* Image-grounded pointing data
----

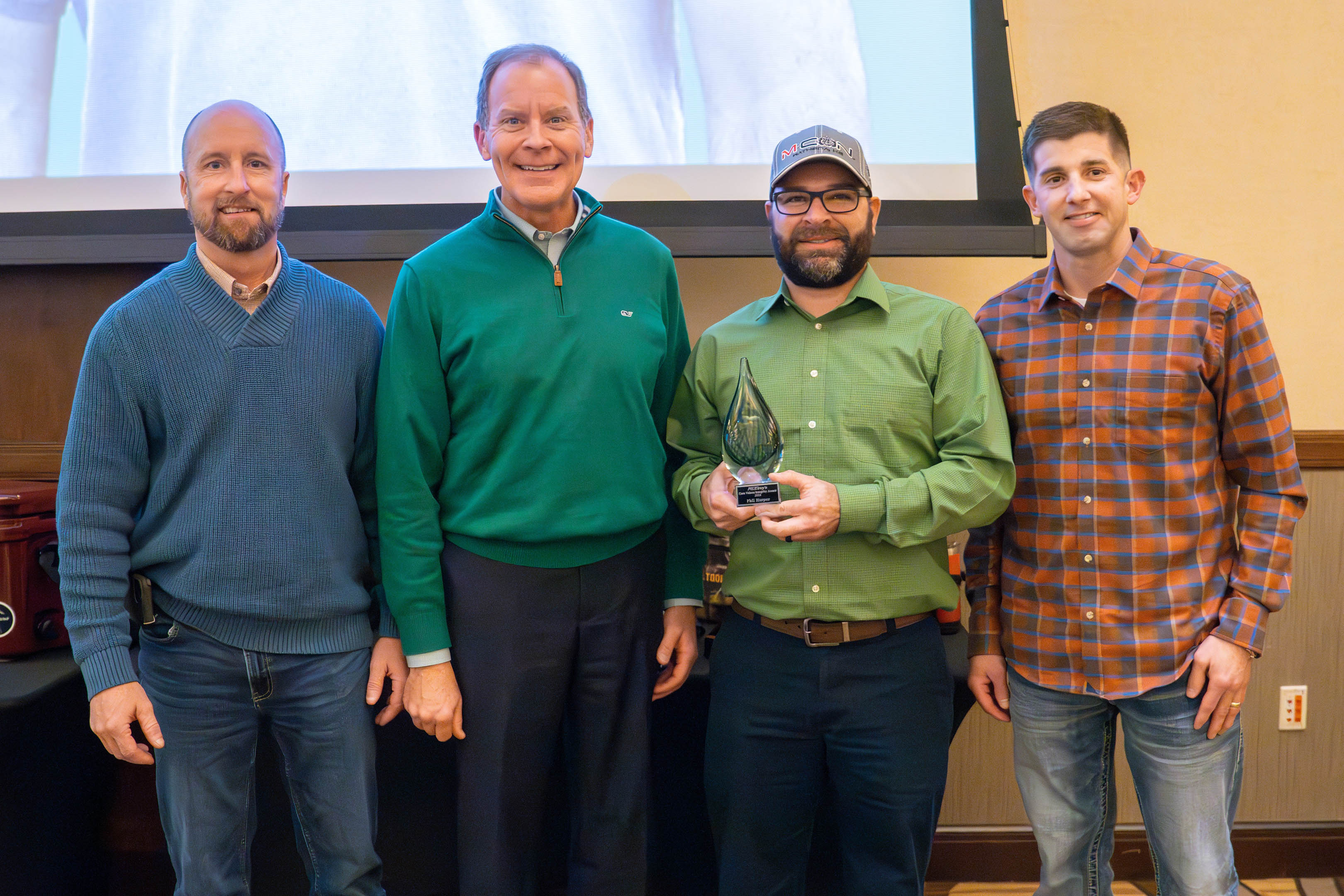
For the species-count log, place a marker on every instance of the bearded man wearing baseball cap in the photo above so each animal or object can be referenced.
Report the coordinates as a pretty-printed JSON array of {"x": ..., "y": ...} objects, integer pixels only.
[{"x": 894, "y": 437}]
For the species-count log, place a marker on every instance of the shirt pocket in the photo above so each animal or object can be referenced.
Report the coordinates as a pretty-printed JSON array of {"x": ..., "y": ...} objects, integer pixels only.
[{"x": 1154, "y": 410}]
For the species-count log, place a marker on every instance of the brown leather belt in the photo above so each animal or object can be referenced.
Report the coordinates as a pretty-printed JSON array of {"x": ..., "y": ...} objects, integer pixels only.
[{"x": 830, "y": 635}]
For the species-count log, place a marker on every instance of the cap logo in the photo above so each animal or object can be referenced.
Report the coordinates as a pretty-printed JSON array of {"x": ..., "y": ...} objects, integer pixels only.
[{"x": 827, "y": 143}]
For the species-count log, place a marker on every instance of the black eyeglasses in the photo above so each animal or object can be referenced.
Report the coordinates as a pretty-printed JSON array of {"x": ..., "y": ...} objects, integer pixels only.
[{"x": 838, "y": 202}]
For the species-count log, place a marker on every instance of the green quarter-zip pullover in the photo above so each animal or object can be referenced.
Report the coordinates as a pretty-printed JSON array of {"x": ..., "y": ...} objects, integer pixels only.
[{"x": 522, "y": 409}]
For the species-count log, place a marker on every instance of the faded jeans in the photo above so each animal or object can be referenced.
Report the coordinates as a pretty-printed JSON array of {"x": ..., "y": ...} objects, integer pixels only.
[
  {"x": 210, "y": 700},
  {"x": 1065, "y": 757}
]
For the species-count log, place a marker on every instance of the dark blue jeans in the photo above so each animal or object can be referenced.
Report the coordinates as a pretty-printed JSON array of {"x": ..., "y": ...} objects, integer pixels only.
[
  {"x": 210, "y": 700},
  {"x": 1188, "y": 785},
  {"x": 872, "y": 721}
]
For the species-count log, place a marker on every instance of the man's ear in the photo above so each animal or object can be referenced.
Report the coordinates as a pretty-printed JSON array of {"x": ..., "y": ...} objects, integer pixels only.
[
  {"x": 1030, "y": 197},
  {"x": 1135, "y": 182},
  {"x": 483, "y": 144}
]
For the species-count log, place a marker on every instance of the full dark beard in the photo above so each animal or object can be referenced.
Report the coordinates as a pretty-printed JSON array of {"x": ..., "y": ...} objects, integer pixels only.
[
  {"x": 823, "y": 272},
  {"x": 210, "y": 226}
]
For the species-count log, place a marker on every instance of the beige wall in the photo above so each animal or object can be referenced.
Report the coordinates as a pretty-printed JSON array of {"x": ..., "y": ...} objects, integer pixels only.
[{"x": 1233, "y": 109}]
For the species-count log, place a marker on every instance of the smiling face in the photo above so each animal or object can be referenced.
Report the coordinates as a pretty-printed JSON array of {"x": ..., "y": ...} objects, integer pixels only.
[
  {"x": 823, "y": 249},
  {"x": 233, "y": 180},
  {"x": 1082, "y": 191},
  {"x": 536, "y": 136}
]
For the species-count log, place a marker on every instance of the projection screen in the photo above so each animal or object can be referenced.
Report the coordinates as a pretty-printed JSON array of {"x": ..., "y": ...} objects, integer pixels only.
[{"x": 377, "y": 104}]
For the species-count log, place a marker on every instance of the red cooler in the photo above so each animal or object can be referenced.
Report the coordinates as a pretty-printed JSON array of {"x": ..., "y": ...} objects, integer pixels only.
[{"x": 32, "y": 617}]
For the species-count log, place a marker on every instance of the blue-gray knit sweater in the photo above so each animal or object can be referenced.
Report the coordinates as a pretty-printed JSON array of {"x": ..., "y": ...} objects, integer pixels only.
[{"x": 230, "y": 458}]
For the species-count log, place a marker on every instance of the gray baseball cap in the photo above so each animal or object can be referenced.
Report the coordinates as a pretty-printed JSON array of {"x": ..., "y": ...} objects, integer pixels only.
[{"x": 819, "y": 143}]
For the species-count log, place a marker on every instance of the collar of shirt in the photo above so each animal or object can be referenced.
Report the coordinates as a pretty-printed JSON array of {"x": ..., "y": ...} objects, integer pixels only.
[
  {"x": 1128, "y": 277},
  {"x": 543, "y": 240},
  {"x": 867, "y": 287},
  {"x": 249, "y": 299}
]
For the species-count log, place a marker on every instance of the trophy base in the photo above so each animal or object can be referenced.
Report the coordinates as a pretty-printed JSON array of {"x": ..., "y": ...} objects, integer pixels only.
[{"x": 752, "y": 494}]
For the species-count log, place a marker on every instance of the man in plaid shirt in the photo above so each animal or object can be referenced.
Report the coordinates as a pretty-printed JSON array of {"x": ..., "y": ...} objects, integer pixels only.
[{"x": 1149, "y": 536}]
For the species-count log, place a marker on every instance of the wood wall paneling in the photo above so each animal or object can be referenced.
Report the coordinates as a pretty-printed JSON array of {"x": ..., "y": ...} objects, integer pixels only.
[{"x": 46, "y": 315}]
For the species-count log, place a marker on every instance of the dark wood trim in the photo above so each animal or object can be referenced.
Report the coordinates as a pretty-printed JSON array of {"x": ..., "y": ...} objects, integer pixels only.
[
  {"x": 1262, "y": 851},
  {"x": 1320, "y": 449},
  {"x": 35, "y": 461}
]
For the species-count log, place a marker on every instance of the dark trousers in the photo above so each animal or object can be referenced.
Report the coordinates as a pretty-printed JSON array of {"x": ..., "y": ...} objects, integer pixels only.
[
  {"x": 869, "y": 721},
  {"x": 546, "y": 656}
]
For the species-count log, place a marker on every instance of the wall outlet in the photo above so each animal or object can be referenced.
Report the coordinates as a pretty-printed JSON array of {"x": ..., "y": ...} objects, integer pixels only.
[{"x": 1292, "y": 709}]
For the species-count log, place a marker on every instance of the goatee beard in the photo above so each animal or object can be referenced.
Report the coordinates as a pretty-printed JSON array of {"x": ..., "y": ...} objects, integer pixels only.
[
  {"x": 251, "y": 240},
  {"x": 824, "y": 272}
]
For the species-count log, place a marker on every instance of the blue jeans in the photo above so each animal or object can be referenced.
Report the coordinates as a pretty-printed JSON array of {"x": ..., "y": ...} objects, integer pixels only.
[
  {"x": 869, "y": 721},
  {"x": 1188, "y": 785},
  {"x": 210, "y": 700}
]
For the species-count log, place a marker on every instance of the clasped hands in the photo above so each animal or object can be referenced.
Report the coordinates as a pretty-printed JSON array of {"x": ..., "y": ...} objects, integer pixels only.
[{"x": 815, "y": 515}]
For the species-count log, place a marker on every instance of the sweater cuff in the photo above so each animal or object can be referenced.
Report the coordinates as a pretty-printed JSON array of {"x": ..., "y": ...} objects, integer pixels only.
[
  {"x": 107, "y": 668},
  {"x": 386, "y": 621},
  {"x": 432, "y": 659},
  {"x": 861, "y": 507},
  {"x": 424, "y": 632}
]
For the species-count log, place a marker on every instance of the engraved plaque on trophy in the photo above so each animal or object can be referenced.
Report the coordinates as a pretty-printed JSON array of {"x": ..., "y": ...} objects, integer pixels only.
[{"x": 752, "y": 444}]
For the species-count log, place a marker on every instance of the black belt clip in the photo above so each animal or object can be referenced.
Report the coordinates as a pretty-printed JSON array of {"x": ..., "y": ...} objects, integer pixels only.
[{"x": 144, "y": 592}]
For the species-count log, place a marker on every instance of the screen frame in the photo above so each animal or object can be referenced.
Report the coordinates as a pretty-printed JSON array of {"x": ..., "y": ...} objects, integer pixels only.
[{"x": 996, "y": 224}]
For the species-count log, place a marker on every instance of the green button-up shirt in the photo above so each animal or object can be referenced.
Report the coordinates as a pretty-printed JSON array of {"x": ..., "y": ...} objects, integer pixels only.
[{"x": 893, "y": 398}]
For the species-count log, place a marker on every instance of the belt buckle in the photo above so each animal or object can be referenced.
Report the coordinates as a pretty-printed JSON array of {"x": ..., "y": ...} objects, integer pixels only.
[{"x": 807, "y": 636}]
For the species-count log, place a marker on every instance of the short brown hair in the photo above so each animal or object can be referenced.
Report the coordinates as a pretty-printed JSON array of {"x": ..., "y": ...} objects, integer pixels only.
[
  {"x": 1068, "y": 120},
  {"x": 534, "y": 53}
]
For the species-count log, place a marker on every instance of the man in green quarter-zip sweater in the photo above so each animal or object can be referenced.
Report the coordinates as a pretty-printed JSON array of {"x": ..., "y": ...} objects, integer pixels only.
[{"x": 523, "y": 395}]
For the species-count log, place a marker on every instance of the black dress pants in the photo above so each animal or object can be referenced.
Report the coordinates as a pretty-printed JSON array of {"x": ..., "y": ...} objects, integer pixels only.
[
  {"x": 869, "y": 722},
  {"x": 539, "y": 656}
]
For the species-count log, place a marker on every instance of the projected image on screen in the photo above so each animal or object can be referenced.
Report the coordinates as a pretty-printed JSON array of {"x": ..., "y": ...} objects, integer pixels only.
[{"x": 689, "y": 96}]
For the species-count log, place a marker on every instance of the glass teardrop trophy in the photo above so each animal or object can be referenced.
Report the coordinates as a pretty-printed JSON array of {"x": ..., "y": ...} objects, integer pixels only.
[{"x": 753, "y": 448}]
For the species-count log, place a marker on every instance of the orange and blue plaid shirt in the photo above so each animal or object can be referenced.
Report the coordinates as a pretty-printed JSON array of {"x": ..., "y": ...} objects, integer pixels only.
[{"x": 1158, "y": 483}]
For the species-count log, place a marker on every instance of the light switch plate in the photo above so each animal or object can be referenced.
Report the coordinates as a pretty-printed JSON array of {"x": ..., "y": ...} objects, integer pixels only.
[{"x": 1292, "y": 709}]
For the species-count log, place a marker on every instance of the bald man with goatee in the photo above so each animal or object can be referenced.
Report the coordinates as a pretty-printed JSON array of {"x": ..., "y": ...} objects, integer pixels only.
[{"x": 219, "y": 467}]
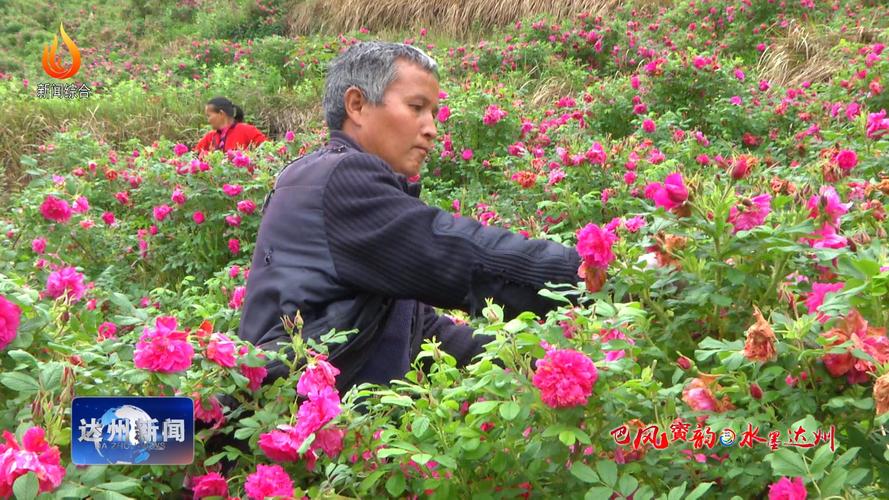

----

* DIRECTIONS
In the entries above, identify every line with the string "goatee".

* TASK OUTPUT
For the species-count log, place a marker on every instance of the goatee beard in the photo above so each animal or object can be referenced.
For the species-count log, place a marker on every instance of the bald man with goatee in the photo above so each animal or object can be referenced.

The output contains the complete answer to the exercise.